#### [Work to complete]
Copy nothing from the entries below except the lines from the one containing "outline white single" through the one containing "outline dirt patch in grass, every instance", and copy those exactly.

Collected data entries
------
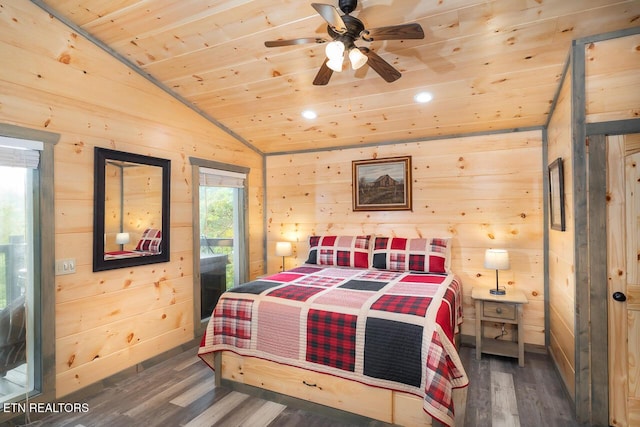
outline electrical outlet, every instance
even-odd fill
[[[56,260],[56,276],[73,274],[76,272],[76,259],[65,258]]]

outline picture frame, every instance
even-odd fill
[[[171,160],[94,148],[94,272],[170,261],[170,189]]]
[[[552,230],[565,231],[564,167],[561,157],[549,164],[549,220]]]
[[[352,161],[353,210],[412,210],[411,156]]]

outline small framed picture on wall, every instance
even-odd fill
[[[565,231],[564,169],[561,157],[549,165],[549,218],[552,230]]]
[[[411,210],[411,157],[354,160],[353,210]]]

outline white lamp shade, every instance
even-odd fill
[[[508,270],[509,252],[506,249],[487,249],[484,253],[484,268]]]
[[[357,70],[366,64],[368,59],[369,58],[364,53],[360,52],[360,49],[357,47],[354,47],[349,51],[349,61],[351,61],[351,68],[354,70]]]
[[[292,253],[291,242],[276,243],[276,256],[291,256]]]
[[[324,52],[327,54],[327,58],[342,58],[344,56],[344,43],[339,41],[332,41],[327,43],[327,47],[324,48]]]
[[[327,43],[327,47],[324,49],[327,54],[327,67],[333,71],[342,71],[342,63],[344,62],[344,43],[340,41],[332,41]]]
[[[129,233],[118,233],[116,234],[116,243],[119,245],[126,245],[129,243]]]
[[[343,62],[344,62],[344,58],[342,56],[337,58],[330,58],[327,61],[327,67],[331,68],[336,73],[339,73],[342,71]]]

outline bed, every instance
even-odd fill
[[[128,237],[127,237],[128,240]],[[160,254],[160,243],[162,242],[162,231],[156,228],[147,228],[142,232],[135,249],[108,251],[104,253],[105,260],[136,258],[141,256],[151,256]]]
[[[468,379],[454,344],[462,289],[450,241],[309,245],[304,265],[222,295],[198,351],[217,380],[389,423],[454,425]]]

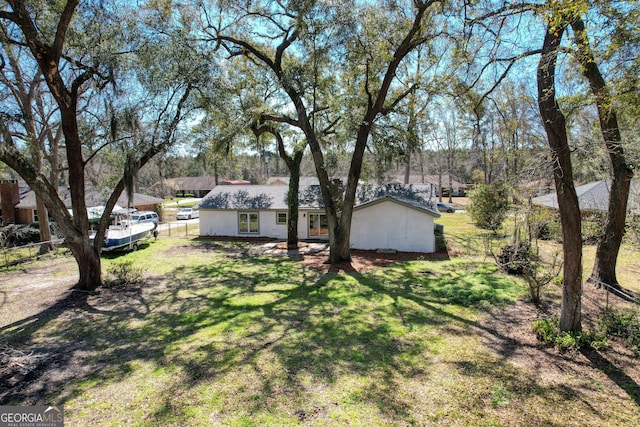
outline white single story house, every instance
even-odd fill
[[[200,202],[200,235],[287,238],[287,186],[218,186]],[[300,187],[298,238],[329,238],[320,187]],[[435,252],[432,185],[361,185],[351,225],[354,249]]]

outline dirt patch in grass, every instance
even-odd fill
[[[71,257],[25,264],[0,275],[0,328],[24,321],[51,307],[78,280]]]
[[[446,253],[423,254],[415,252],[397,252],[397,253],[378,253],[376,251],[358,251],[351,252],[351,262],[343,262],[338,265],[327,263],[327,255],[305,255],[301,259],[301,263],[314,270],[320,271],[344,271],[344,272],[365,272],[376,268],[386,267],[398,262],[415,261],[415,260],[442,260],[448,259]]]
[[[310,249],[309,246],[306,249]],[[311,249],[314,249],[313,247]],[[317,248],[316,248],[317,249]],[[213,241],[189,243],[180,246],[180,256],[188,257],[211,251],[225,250],[225,245]],[[315,250],[315,249],[314,249]],[[174,251],[175,253],[175,251]],[[287,251],[286,247],[268,246],[264,243],[233,246],[229,251],[231,257],[250,257],[255,254],[272,254],[298,260],[305,268],[321,272],[344,271],[366,272],[383,268],[394,263],[411,260],[442,260],[449,257],[446,253],[377,253],[375,251],[353,251],[352,261],[340,266],[326,264],[328,253],[299,248],[298,252]],[[150,293],[159,292],[161,287],[175,287],[175,293],[168,293],[166,298],[177,296],[178,286],[170,278],[149,278],[147,286],[128,290],[100,290],[95,295],[74,292],[71,287],[76,280],[76,267],[73,259],[63,259],[56,263],[34,263],[25,266],[24,270],[3,273],[0,278],[2,306],[0,310],[0,404],[49,404],[49,396],[65,397],[59,388],[74,378],[91,378],[92,372],[99,372],[105,367],[120,369],[117,361],[96,352],[91,358],[76,357],[93,348],[86,342],[72,342],[67,347],[57,345],[50,337],[38,335],[40,328],[50,322],[72,324],[75,318],[100,312],[105,316],[130,316],[131,322],[143,319],[150,308],[147,301]],[[204,279],[203,279],[204,280]],[[593,327],[599,310],[605,304],[604,292],[595,287],[585,286],[583,301],[583,319],[585,329]],[[504,390],[511,393],[514,401],[510,411],[516,412],[518,387],[549,385],[545,390],[554,393],[566,391],[557,399],[580,399],[586,406],[593,406],[598,412],[605,407],[608,393],[620,399],[631,398],[635,408],[640,407],[640,364],[633,353],[622,343],[611,341],[606,351],[585,350],[580,353],[561,353],[556,348],[545,347],[537,341],[531,323],[540,317],[558,314],[560,307],[559,290],[550,288],[547,297],[540,307],[521,300],[505,307],[494,307],[481,315],[478,321],[468,322],[466,331],[469,335],[479,334],[486,345],[498,359],[508,362],[518,369],[532,373],[538,384],[510,385]],[[189,295],[197,301],[198,295]],[[186,301],[186,300],[185,300]],[[188,308],[188,301],[184,307]],[[215,301],[212,302],[212,304]],[[431,304],[431,302],[429,302]],[[622,305],[610,297],[610,305]],[[188,312],[185,308],[184,312]],[[241,311],[239,310],[238,313]],[[198,320],[198,319],[196,319]],[[204,322],[206,319],[199,319]],[[184,326],[184,325],[183,325]],[[187,326],[184,326],[187,328]],[[190,327],[190,326],[189,326]],[[115,335],[121,331],[114,330]],[[114,335],[114,336],[115,336]],[[371,339],[374,336],[372,335]],[[108,345],[109,337],[90,337],[99,345]],[[144,340],[147,338],[145,337]],[[154,353],[162,348],[154,347],[151,340],[149,348],[131,351]],[[269,341],[267,344],[271,344]],[[218,344],[222,345],[222,344]],[[265,344],[262,344],[264,347]],[[364,354],[364,353],[363,353]],[[366,354],[365,354],[366,356]],[[364,357],[364,356],[363,356]],[[484,365],[479,365],[484,366]],[[122,368],[124,369],[124,368]],[[117,377],[118,372],[114,374]],[[496,382],[500,386],[497,378]],[[505,380],[506,381],[506,380]],[[500,394],[497,388],[494,394]],[[526,391],[526,390],[524,390]],[[386,401],[385,401],[386,402]],[[558,402],[561,405],[561,401]],[[309,413],[298,414],[301,422]],[[317,414],[316,414],[317,415]],[[314,415],[314,416],[316,416]],[[444,425],[444,424],[442,424]],[[505,424],[506,425],[506,424]],[[515,425],[515,424],[513,424]],[[586,423],[584,425],[595,425]]]
[[[567,381],[576,383],[585,402],[602,399],[602,390],[619,397],[630,397],[640,406],[640,361],[619,339],[610,338],[602,351],[583,348],[577,352],[562,352],[538,341],[533,331],[535,320],[560,314],[560,288],[548,289],[547,299],[536,307],[528,300],[487,313],[482,321],[481,335],[488,347],[515,366],[535,372],[540,381],[561,387]],[[609,297],[595,286],[583,288],[582,326],[587,332],[596,328],[603,308],[629,308],[629,304]]]

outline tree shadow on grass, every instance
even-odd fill
[[[640,386],[633,378],[627,375],[624,370],[611,363],[611,361],[600,354],[600,352],[591,348],[585,348],[581,352],[587,359],[589,359],[594,368],[600,369],[604,372],[618,387],[624,390],[629,397],[633,399],[638,407],[640,407]]]
[[[508,300],[508,285],[499,278],[483,282],[482,272],[461,278],[456,269],[325,274],[285,257],[241,250],[209,265],[178,267],[140,288],[69,296],[21,330],[11,328],[13,345],[50,357],[0,393],[0,403],[64,404],[105,384],[135,386],[132,377],[140,375],[136,364],[142,361],[175,373],[151,392],[148,424],[188,420],[189,405],[198,403],[177,396],[199,388],[233,397],[227,417],[238,409],[234,404],[249,415],[291,405],[296,420],[308,422],[341,404],[362,402],[388,420],[419,423],[403,382],[429,380],[437,354],[430,339],[437,337],[412,334],[412,328],[499,336],[464,310]],[[457,369],[467,376],[500,374],[497,366],[473,363],[461,361]],[[520,379],[502,375],[507,383]],[[345,386],[345,378],[354,386]],[[518,392],[554,392],[527,380]],[[344,393],[314,400],[313,387],[342,387]]]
------
#### [Result below]
outline white single story house, every instance
even-odd fill
[[[200,202],[200,235],[287,238],[287,186],[218,186]],[[300,187],[298,238],[329,238],[320,187]],[[435,252],[432,185],[361,185],[351,225],[354,249]]]

outline dirt patch in grass, every instance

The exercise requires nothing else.